OBJECTIVE: Give back all of the entries below verbatim, but leave out the pictures.

SUPPLIED MATERIAL:

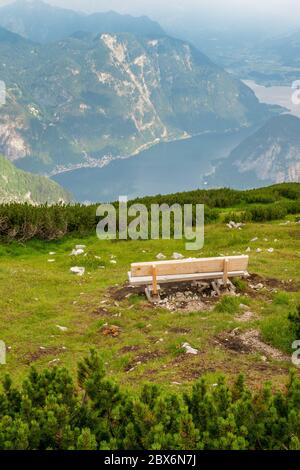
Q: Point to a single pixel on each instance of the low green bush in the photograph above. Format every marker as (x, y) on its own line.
(51, 412)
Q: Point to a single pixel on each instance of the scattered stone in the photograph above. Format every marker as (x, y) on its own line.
(77, 252)
(189, 350)
(177, 256)
(258, 286)
(53, 362)
(234, 225)
(247, 342)
(80, 247)
(62, 328)
(243, 307)
(113, 331)
(79, 271)
(247, 316)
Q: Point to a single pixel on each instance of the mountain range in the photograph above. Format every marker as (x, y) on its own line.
(43, 23)
(272, 154)
(87, 99)
(19, 186)
(85, 92)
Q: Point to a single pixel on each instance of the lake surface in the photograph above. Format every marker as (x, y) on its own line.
(164, 168)
(280, 95)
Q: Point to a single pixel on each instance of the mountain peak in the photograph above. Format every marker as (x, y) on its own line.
(44, 23)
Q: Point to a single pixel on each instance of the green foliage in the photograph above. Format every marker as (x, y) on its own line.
(50, 412)
(294, 319)
(23, 222)
(19, 186)
(228, 304)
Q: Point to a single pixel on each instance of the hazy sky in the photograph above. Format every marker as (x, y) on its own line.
(279, 12)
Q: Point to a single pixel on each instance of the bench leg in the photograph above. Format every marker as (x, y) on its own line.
(153, 298)
(225, 275)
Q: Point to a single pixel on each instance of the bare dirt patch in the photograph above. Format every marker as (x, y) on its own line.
(180, 331)
(101, 312)
(143, 358)
(125, 292)
(246, 317)
(202, 296)
(248, 342)
(128, 349)
(272, 284)
(113, 331)
(31, 357)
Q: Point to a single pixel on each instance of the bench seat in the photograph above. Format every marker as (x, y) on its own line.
(187, 270)
(169, 278)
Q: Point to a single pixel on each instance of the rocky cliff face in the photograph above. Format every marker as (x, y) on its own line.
(19, 186)
(86, 100)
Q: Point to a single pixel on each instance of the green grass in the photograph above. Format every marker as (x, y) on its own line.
(36, 296)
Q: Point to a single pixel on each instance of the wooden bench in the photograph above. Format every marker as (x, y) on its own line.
(155, 273)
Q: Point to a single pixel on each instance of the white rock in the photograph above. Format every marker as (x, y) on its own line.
(55, 361)
(177, 256)
(189, 350)
(62, 328)
(77, 252)
(77, 270)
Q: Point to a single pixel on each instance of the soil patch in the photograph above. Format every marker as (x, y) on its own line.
(42, 352)
(272, 284)
(143, 358)
(247, 342)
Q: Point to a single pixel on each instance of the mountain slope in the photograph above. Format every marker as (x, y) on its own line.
(88, 99)
(19, 186)
(44, 23)
(271, 155)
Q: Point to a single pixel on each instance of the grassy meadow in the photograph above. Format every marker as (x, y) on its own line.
(51, 317)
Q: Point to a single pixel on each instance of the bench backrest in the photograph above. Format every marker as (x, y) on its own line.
(191, 266)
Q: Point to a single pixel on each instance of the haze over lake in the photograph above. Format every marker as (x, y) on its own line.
(280, 95)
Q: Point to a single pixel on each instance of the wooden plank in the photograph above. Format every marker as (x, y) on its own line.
(226, 267)
(190, 266)
(147, 280)
(154, 279)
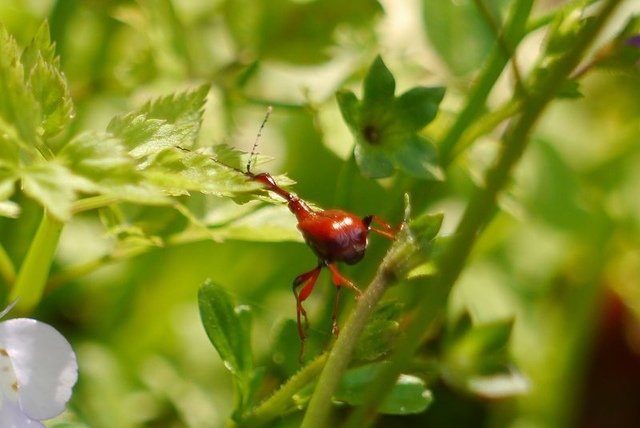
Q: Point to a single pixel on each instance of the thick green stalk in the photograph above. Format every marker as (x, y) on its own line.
(513, 33)
(31, 280)
(7, 270)
(476, 216)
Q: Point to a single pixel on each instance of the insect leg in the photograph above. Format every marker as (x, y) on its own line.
(305, 283)
(340, 281)
(385, 229)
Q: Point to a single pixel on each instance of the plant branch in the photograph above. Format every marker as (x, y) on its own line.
(514, 31)
(7, 269)
(475, 217)
(31, 280)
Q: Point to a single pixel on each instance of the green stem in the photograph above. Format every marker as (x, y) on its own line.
(475, 217)
(31, 280)
(7, 270)
(513, 33)
(486, 124)
(282, 399)
(399, 260)
(93, 202)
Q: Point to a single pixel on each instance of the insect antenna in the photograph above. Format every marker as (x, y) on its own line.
(253, 153)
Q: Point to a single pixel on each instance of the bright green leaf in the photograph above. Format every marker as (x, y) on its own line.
(17, 105)
(349, 105)
(408, 396)
(418, 158)
(53, 186)
(459, 32)
(50, 90)
(145, 136)
(9, 209)
(225, 329)
(47, 83)
(373, 163)
(379, 85)
(385, 128)
(499, 385)
(183, 110)
(418, 106)
(379, 333)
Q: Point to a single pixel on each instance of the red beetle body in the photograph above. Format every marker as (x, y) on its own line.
(334, 236)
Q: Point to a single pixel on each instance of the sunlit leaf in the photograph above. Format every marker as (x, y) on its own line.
(408, 396)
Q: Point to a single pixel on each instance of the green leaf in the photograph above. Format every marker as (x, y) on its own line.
(184, 110)
(385, 128)
(408, 396)
(373, 163)
(144, 136)
(499, 385)
(459, 32)
(349, 108)
(476, 358)
(172, 121)
(297, 32)
(379, 334)
(418, 106)
(53, 186)
(379, 84)
(9, 209)
(47, 83)
(418, 158)
(102, 165)
(17, 104)
(227, 328)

ANSWER TO THE EXERCISE:
Q: Point to a single pixel on each instance of the low green bush in the photograph above. Format every marker as (x, y) on its own line.
(51, 412)
Q: Point to a single pixel on each instance of the scattered stone in the photograph above. Format every marker as (x, y) on its own line.
(77, 252)
(189, 350)
(177, 256)
(258, 286)
(53, 362)
(234, 225)
(247, 342)
(80, 247)
(62, 328)
(243, 307)
(113, 331)
(79, 271)
(247, 316)
Q: Point to a single pixel on each instance of the mountain range in the photograph above. Format every marker as (x, y) on its own line.
(43, 23)
(272, 154)
(87, 99)
(19, 186)
(85, 92)
Q: Point to a single pixel on each instance of the lake surface in the photograph above. Format every marker as (x, y) on its own line.
(164, 168)
(280, 95)
Q: Point to a single pixel on each instance of the mountain peak in the photograph above. Format every marker as (x, y) on its own line.
(44, 23)
Q: Point to a single pixel on each instance of the green foliage in the photograph above. Format every marker as (x, y) on its own line.
(50, 412)
(294, 319)
(23, 222)
(19, 186)
(228, 304)
Q: Point to a single pixel on each instance of the hazy sky in the photograph above. Format every marker as (x, y) on its own line.
(279, 12)
Q: Point to a single pixel on each instance of the bench leg in the photograph above. Format every marker as (x, y) on its own line.
(153, 298)
(225, 275)
Q: Point to a single pixel on each instance of the bare dirt patch in the photograph above. Format every marker as (x, y) on its own line.
(180, 331)
(101, 312)
(143, 358)
(125, 292)
(246, 317)
(202, 296)
(248, 342)
(128, 349)
(272, 284)
(113, 331)
(31, 357)
Q: Point to a single pixel on each instance of the bench seat in the photograph above. Format every marker as (x, y) on its own line.
(187, 270)
(169, 278)
Q: Point to a single pixel on each instance of the rocky cliff face in the photograph above. Format every marker as (x, y) on its own line.
(19, 186)
(86, 100)
Q: Point to a single pixel on each instance of the green grass in the photograph above. Format every marker as (x, y) on its own line.
(36, 296)
Q: Point to a single pixel on each instance of the wooden bench in the photograph above. Format every marker as (x, y) on its own line.
(155, 273)
Q: Point to a single pixel on each instance of the white rock in the photograph above. Format every marker as (x, y) on its own line.
(55, 361)
(177, 256)
(189, 350)
(62, 328)
(77, 252)
(77, 270)
Q: Point to a single pixel on each instance of the soil patch in the photograph above. Format every marker as (x, y) on its own line.
(42, 352)
(272, 284)
(143, 358)
(247, 342)
Q: Point to a single pixel on each instance of the mountain slope in the photograph above. Format every marker as (x, y) on its own line.
(88, 99)
(19, 186)
(44, 23)
(271, 155)
Q: Point to a single pixel on each instance of the grassy meadow in the photograph above. Format every marker as (x, y) on its own line.
(51, 317)
Q: Point to a single pixel on each instance of the bench backrest in the photograph above. Format every marker as (x, y) on its own line.
(191, 266)
Q: Point to a single pixel on each instance of the haze over lake in the photograph above. Format every marker as (x, y) on its own line.
(280, 95)
Q: Point to a single pixel on each instance of the wooden plank in the photograph above. Format every marker as (x, y) on its own line.
(226, 267)
(190, 266)
(147, 280)
(154, 279)
Q: Point to a single pixel on each instance of the thick green stalk in the photograph above. Format every marker as (x, y) on its own line.
(513, 33)
(31, 280)
(7, 270)
(476, 216)
Q: Point to a single pixel on each instance of the insect leg in the photograph above. Format every marker as (x, y) on its own line.
(305, 283)
(340, 281)
(385, 229)
Q: Point to a single pixel on each instance of the plant branch in the photograph above. Format every marker as (x, y) on its own line.
(514, 31)
(7, 269)
(475, 217)
(31, 280)
Q: Point to a single pixel on each instance of the green stem in the photograph above. Format every marker as (x, y) on its own line.
(475, 217)
(31, 280)
(7, 270)
(513, 33)
(486, 124)
(282, 399)
(399, 260)
(93, 202)
Q: Point to a single pixel on each instance of the insect antenna in the photograph above. Format every marker as (x, y) on its own line.
(253, 153)
Q: Point to a single pixel on each instance of the bright green leaf in the photograph above. Format every marker as (x, y) on its own line.
(17, 105)
(349, 105)
(408, 396)
(418, 158)
(53, 186)
(459, 32)
(50, 90)
(145, 136)
(9, 209)
(225, 329)
(47, 83)
(373, 163)
(379, 85)
(385, 128)
(499, 385)
(183, 110)
(418, 106)
(379, 333)
Q: Point to a single pixel on each instance of the red beetle body in the photograph above. Format every marker as (x, y) on its own line.
(334, 236)
Q: Point to a single pixel on each instance of the sunlit leaf in the photograph above. Format every marker as (x, y) on its own line.
(408, 396)
Q: Point to a single pixel on each instance of the green leaf in the photograph above. Format every marker as (x, y) on its own line.
(184, 110)
(385, 128)
(408, 396)
(373, 163)
(144, 136)
(499, 385)
(459, 32)
(349, 108)
(476, 358)
(172, 121)
(297, 32)
(379, 334)
(418, 106)
(53, 186)
(379, 84)
(9, 209)
(47, 83)
(418, 158)
(102, 165)
(17, 104)
(227, 328)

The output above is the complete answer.